* [Extracted information]

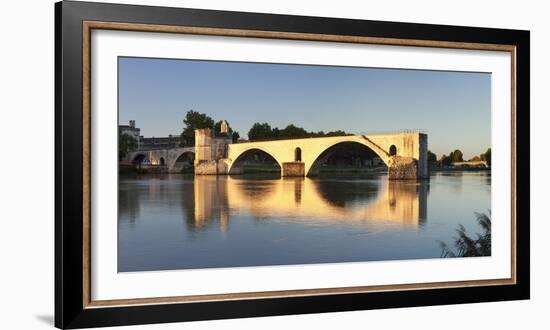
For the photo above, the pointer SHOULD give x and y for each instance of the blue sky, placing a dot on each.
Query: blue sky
(454, 108)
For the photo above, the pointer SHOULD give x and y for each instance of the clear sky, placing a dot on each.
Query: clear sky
(453, 108)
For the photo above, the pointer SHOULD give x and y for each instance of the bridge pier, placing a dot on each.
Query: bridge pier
(293, 169)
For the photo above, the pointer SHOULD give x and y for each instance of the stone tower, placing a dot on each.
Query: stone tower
(224, 127)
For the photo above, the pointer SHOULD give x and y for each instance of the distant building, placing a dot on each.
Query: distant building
(131, 131)
(152, 143)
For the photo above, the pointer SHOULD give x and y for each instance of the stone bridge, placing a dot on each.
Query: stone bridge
(174, 158)
(405, 154)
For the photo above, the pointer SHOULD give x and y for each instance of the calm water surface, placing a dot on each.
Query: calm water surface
(181, 222)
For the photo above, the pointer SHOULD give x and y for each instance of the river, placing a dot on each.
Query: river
(176, 221)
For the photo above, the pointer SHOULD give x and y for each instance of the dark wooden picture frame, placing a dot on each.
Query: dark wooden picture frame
(73, 24)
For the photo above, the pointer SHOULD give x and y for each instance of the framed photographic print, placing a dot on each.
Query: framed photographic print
(216, 164)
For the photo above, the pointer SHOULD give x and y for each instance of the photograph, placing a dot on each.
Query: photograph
(245, 164)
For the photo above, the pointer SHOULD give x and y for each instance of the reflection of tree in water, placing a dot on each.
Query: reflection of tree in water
(341, 193)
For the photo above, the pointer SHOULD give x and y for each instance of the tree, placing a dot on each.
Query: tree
(235, 136)
(467, 246)
(194, 120)
(260, 132)
(456, 156)
(126, 143)
(432, 158)
(486, 156)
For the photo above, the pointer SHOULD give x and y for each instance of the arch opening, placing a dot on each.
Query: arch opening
(184, 163)
(255, 161)
(347, 157)
(393, 150)
(139, 159)
(298, 154)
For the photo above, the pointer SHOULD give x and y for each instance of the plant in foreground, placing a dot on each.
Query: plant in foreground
(467, 246)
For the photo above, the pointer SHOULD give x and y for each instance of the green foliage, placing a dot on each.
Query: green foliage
(456, 156)
(235, 137)
(263, 131)
(194, 120)
(486, 156)
(467, 246)
(432, 158)
(126, 143)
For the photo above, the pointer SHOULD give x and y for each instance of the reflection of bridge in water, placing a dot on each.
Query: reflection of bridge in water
(370, 201)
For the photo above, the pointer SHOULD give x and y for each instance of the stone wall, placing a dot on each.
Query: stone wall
(206, 167)
(293, 169)
(402, 168)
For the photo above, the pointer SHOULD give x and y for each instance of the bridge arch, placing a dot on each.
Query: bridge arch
(138, 158)
(236, 166)
(313, 164)
(180, 160)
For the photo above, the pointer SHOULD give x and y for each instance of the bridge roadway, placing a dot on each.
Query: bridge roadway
(405, 154)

* [Exercise goal]
The answer should hold every line of the listing, copied exactly, with no pictures.

* [Written response]
For the photo above, the pointer SHOULD give x and y for each instance of the blue sky, placing a dot on each.
Query: blue sky
(454, 108)
For the photo above, the pointer SHOULD give x and y for each instance of the clear sky, placing a dot on each.
Query: clear sky
(453, 108)
For the photo above, the pointer SHOULD give x and y for each instance of the bridge pier, placing a dot on each.
Query: bridge pier
(293, 169)
For the photo above, the pointer SHOULD give x and y for each instance of the stone tower, placing a dot on each.
Query: stone tower
(224, 127)
For the photo above, the pointer SHOULD give x and y for each instance of the distant building, placing a dot on each.
Query: distant building
(131, 131)
(152, 143)
For the photo above, the pointer SHOULD give x and y for each instance of the stone bridge, placing a dot on each.
Query: stone bridge
(174, 158)
(405, 154)
For the photo above, the pointer SHOULD give x and y for each instance of the calm water surface, placing a dot on each.
Query: calm water surface
(181, 222)
For the photo above, the pointer SHOULD give x and y for each instance of the river, placing a dot on each.
Query: river
(176, 221)
For the photo above, the pointer SHOULD give x and y for each instance of the dark wooden picture frame, placing a dot on each.
Query: dark wooden picture frame
(73, 24)
For the photo above, the pointer SHOULD give x and y for each instance of the framed photographic print, placing a dot on each.
Query: framed photographic print
(216, 164)
For the photo above, the pointer SHOULD give x and y for each instance of the photograph, placing a dot on each.
Query: photograph
(245, 164)
For the photo above, the pointer SHOULD give x and y for each instance of the reflection of tree in water, placing a dot on each.
Query: reflection of tree in water
(341, 193)
For the photo above, the pointer SHOULD give x and y for each instance of the tree, placing a dot on each.
Query: tree
(235, 136)
(467, 246)
(194, 120)
(260, 132)
(456, 156)
(126, 143)
(432, 158)
(486, 156)
For the photo above, the pointer SHOULD give x and y for each instance of the arch opening, placing a dot on each.
Query: arch opening
(184, 163)
(255, 161)
(347, 157)
(393, 150)
(139, 159)
(298, 154)
For the photo above, the pointer SHOULD give x and y for each instance of the plant in foreground, placing a dot on each.
Query: plant in foreground
(467, 246)
For the photo above, the pointer SHOULD give x and y for each instance of the green foliage, placing a dot on each.
Query: green foliage
(456, 156)
(235, 137)
(263, 131)
(194, 120)
(486, 156)
(467, 246)
(432, 158)
(126, 143)
For the photo above, the pointer SHOULD give x and y for each instance of the reflection of bridge in water, placing a dot on each.
Query: reflection of bridge in water
(370, 201)
For the photo above, the pointer SHOULD give x and y for each instance of the stone wall, placing a dot on each.
Query: stone wall
(206, 167)
(293, 169)
(402, 168)
For the photo above, the pointer SHOULD give x and y for each instance of the bridge arch, placing a dot on each.
Query: bridge arch
(138, 158)
(236, 166)
(313, 164)
(180, 160)
For the photo above, the pointer SHOULD give x and y for each instance of the bridge roadway, placing a dot on each.
Query: bridge roadway
(405, 154)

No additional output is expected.